Raw data:
* Begin *

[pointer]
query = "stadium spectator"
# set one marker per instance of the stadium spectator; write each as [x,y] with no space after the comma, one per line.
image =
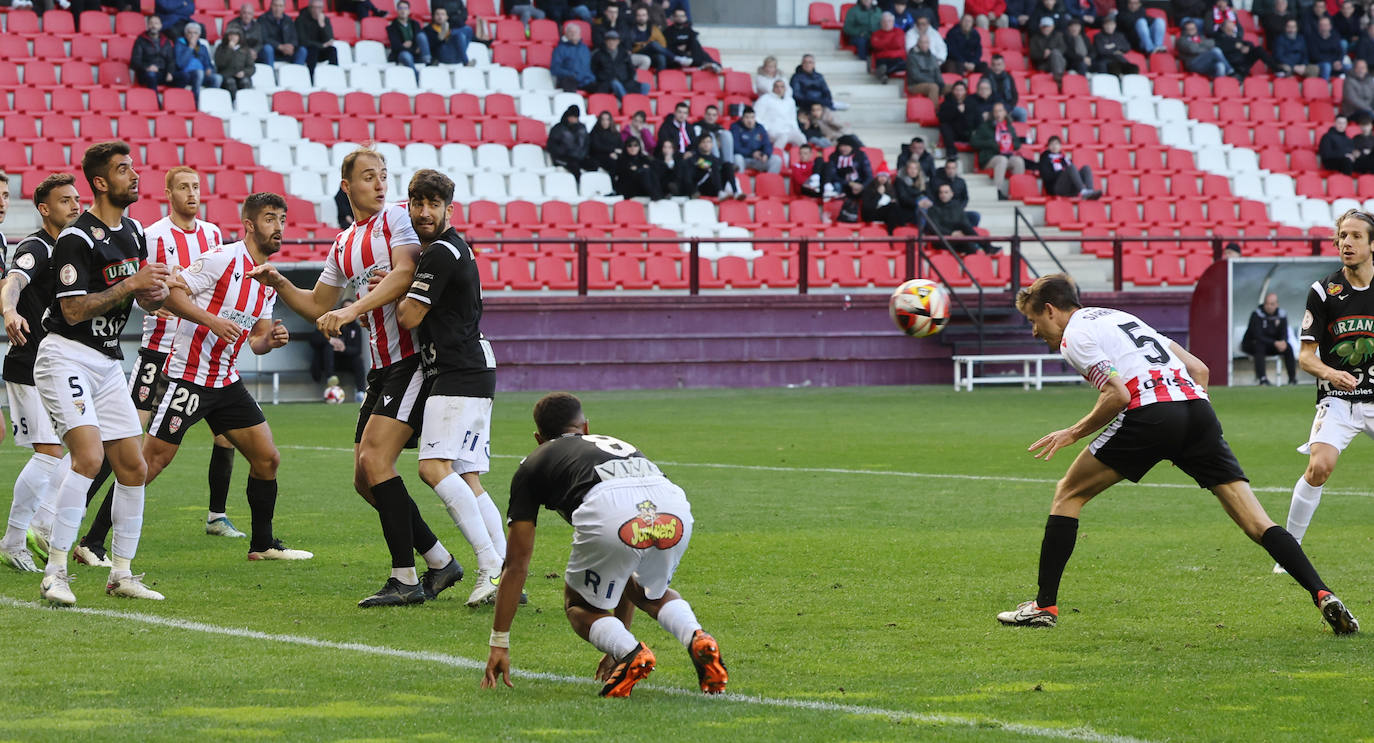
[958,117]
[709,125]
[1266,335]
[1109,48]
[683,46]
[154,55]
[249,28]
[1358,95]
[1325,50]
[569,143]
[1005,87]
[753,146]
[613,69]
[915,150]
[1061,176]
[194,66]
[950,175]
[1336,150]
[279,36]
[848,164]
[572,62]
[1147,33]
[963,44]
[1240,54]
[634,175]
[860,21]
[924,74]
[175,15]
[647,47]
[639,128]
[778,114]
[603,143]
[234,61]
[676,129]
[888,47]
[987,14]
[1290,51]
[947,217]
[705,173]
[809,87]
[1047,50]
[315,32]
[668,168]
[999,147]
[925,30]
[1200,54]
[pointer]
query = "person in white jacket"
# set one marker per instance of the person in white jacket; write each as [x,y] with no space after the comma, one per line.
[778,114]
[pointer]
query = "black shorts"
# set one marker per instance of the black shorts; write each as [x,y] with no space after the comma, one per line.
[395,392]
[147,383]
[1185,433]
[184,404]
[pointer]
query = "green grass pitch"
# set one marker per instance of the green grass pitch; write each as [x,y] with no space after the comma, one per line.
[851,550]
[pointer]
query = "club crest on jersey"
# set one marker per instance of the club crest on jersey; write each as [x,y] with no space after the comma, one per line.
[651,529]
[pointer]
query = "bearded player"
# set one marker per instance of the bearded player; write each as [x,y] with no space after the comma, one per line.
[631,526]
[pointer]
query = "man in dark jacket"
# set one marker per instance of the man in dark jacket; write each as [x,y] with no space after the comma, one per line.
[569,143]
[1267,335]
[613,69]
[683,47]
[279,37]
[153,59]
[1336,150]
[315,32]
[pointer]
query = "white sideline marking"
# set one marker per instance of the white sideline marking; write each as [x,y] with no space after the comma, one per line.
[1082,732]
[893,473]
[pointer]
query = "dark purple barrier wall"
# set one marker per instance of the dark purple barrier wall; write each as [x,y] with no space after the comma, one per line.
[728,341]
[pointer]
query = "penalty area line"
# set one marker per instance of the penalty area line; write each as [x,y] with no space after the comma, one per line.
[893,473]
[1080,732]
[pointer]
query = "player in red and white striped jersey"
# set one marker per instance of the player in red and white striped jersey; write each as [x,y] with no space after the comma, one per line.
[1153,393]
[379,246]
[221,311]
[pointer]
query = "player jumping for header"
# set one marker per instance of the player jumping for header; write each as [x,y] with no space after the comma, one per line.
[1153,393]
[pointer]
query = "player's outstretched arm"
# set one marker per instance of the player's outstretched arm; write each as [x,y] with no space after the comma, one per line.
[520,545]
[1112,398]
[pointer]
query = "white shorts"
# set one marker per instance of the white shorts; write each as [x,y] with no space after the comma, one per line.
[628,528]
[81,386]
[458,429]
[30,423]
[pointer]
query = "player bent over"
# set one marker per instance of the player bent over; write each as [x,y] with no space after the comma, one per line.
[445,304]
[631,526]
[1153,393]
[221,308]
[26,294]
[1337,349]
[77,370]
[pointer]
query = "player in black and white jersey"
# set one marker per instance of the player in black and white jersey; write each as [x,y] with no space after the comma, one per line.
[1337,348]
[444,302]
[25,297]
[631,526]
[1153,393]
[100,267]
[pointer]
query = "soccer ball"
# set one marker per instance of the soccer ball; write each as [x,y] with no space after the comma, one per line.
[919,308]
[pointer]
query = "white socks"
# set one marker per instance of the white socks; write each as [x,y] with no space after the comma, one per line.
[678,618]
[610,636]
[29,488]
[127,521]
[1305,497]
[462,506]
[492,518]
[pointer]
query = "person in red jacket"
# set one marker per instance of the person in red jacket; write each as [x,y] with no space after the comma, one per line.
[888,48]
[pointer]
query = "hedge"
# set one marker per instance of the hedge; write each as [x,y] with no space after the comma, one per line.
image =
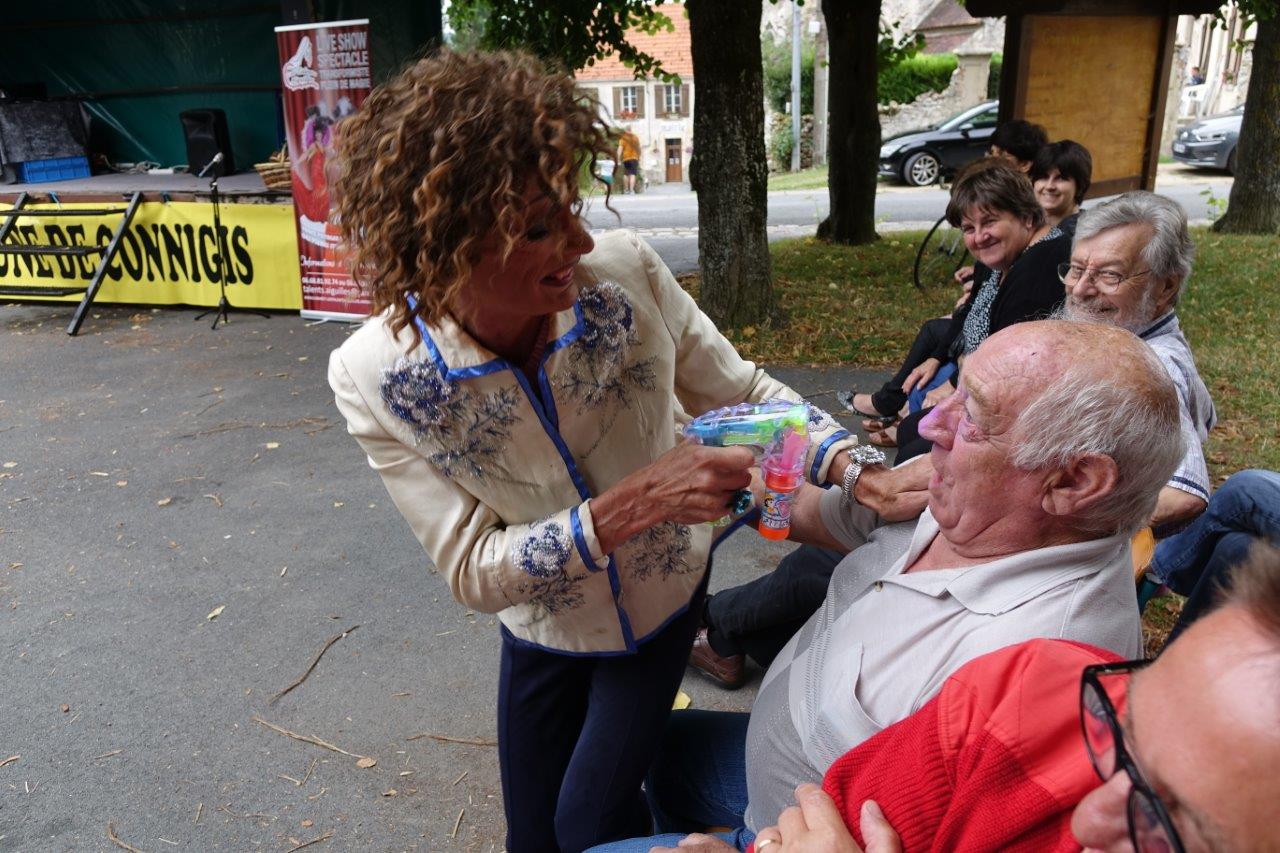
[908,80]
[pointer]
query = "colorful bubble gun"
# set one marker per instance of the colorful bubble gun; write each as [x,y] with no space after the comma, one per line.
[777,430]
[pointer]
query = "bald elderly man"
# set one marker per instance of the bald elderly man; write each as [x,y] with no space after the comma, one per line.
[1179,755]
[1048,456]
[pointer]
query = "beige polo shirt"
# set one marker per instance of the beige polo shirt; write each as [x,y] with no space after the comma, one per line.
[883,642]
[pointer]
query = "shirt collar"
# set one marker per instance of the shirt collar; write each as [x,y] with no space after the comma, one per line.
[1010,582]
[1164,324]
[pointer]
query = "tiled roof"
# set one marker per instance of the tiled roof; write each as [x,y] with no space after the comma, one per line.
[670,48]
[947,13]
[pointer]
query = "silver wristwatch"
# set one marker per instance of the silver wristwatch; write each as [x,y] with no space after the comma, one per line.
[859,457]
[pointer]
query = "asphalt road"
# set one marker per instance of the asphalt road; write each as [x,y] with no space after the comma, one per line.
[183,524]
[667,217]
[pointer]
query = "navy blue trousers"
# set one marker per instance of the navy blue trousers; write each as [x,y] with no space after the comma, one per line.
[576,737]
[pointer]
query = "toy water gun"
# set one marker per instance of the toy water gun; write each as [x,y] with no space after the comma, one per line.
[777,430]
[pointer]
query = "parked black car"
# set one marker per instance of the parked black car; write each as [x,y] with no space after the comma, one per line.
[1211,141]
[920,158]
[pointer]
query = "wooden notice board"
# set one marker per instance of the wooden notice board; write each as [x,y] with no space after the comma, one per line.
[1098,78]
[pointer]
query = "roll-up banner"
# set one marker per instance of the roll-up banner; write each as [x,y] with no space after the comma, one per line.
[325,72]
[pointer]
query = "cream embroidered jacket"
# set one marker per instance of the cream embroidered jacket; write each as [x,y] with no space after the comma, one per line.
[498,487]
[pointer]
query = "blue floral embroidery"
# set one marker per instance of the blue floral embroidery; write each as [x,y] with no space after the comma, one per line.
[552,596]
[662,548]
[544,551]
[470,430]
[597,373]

* End *
* Begin *

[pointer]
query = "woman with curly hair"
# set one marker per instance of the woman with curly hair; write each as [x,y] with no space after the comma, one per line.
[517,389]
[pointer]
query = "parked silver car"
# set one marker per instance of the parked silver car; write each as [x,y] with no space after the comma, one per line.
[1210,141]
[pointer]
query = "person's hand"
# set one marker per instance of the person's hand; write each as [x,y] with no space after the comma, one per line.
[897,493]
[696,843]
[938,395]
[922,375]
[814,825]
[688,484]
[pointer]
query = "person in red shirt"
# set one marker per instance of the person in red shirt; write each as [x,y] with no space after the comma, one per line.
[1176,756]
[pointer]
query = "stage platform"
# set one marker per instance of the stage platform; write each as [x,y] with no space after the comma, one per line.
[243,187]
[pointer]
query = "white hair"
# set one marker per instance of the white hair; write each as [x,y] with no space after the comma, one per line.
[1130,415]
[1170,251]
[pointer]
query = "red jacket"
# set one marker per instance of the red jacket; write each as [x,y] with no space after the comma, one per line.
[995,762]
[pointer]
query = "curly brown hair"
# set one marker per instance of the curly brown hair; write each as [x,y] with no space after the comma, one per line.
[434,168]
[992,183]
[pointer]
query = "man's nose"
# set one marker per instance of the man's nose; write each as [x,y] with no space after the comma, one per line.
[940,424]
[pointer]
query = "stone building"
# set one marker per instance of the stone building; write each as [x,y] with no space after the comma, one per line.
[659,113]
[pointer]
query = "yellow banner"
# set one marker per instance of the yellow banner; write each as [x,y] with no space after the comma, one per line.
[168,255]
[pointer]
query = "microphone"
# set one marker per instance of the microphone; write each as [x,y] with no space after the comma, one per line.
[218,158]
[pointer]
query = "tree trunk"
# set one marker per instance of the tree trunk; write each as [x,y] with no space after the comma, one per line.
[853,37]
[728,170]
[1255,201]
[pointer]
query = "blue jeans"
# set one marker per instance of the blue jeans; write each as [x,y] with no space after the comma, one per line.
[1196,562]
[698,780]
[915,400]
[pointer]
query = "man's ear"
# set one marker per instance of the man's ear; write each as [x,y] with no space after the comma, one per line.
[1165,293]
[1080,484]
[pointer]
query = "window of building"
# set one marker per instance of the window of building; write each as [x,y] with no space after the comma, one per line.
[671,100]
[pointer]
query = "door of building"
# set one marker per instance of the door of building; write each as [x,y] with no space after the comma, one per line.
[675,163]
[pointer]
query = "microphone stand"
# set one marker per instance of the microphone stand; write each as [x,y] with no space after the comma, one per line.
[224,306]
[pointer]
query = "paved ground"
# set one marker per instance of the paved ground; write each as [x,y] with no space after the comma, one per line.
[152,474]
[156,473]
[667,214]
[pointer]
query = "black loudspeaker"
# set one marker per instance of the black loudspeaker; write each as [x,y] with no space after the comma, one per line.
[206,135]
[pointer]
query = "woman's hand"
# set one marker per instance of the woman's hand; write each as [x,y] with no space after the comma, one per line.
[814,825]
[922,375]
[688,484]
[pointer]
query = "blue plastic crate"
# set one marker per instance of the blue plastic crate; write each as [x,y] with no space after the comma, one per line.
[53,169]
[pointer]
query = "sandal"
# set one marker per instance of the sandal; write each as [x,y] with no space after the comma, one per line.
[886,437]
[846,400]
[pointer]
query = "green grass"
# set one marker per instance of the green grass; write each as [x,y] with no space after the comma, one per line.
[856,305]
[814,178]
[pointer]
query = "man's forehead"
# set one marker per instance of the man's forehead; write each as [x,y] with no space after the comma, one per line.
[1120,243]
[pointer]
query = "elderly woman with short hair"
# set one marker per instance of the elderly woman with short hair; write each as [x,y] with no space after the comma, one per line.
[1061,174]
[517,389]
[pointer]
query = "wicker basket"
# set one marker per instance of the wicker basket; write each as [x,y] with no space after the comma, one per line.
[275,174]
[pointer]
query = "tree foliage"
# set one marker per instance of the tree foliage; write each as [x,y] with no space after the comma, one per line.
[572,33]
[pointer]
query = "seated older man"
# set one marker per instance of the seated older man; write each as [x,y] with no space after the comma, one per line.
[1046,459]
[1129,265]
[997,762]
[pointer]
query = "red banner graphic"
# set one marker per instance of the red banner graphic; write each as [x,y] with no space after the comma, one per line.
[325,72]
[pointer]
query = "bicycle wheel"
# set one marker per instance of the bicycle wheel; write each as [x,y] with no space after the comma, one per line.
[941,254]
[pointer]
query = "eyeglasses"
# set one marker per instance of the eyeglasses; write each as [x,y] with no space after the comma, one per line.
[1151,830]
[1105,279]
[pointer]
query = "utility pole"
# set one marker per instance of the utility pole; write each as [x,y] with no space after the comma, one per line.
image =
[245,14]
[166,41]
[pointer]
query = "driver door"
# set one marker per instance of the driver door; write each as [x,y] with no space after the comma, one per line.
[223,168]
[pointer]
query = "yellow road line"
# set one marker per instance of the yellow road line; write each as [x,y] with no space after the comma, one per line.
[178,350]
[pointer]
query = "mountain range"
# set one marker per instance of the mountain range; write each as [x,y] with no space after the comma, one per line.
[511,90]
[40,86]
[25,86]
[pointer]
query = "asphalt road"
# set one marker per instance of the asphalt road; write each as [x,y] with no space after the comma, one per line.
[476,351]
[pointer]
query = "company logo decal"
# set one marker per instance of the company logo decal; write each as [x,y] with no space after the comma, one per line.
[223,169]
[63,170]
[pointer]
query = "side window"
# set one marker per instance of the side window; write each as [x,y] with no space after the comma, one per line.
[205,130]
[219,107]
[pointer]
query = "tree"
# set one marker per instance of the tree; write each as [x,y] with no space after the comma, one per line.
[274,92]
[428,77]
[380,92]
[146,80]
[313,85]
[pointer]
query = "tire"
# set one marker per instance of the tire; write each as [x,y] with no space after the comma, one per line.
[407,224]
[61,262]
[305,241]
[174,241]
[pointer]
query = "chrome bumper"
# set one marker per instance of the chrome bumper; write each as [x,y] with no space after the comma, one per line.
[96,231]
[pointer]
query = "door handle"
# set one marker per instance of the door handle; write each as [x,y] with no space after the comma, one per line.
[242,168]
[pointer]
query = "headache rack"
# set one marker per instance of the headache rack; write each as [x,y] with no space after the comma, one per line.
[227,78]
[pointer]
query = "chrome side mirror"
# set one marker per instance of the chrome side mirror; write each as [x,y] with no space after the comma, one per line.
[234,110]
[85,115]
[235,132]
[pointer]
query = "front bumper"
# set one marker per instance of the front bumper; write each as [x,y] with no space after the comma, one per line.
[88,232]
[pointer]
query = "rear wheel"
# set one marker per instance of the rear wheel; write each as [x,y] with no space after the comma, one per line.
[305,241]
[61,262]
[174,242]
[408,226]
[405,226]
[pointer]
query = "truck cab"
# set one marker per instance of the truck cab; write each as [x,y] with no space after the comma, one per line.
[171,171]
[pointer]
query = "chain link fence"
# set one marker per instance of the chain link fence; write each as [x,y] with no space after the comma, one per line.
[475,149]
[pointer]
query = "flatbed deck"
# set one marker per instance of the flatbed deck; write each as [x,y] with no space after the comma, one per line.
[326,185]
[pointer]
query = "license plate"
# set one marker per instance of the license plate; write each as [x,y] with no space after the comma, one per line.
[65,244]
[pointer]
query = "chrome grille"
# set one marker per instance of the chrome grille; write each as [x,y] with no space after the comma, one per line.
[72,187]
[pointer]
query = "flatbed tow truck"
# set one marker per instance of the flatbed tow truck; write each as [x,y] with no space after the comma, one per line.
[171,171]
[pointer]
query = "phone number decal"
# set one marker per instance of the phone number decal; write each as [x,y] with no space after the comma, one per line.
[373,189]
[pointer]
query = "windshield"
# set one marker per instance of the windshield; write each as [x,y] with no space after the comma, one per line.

* End *

Return every line in the listing above that contains the word "grille", treating uppercase and lowercase as different.

query = "chrome grille"
# set one marker per instance of the chrome grille; write each as [x,y] with no space after the comma, one per line.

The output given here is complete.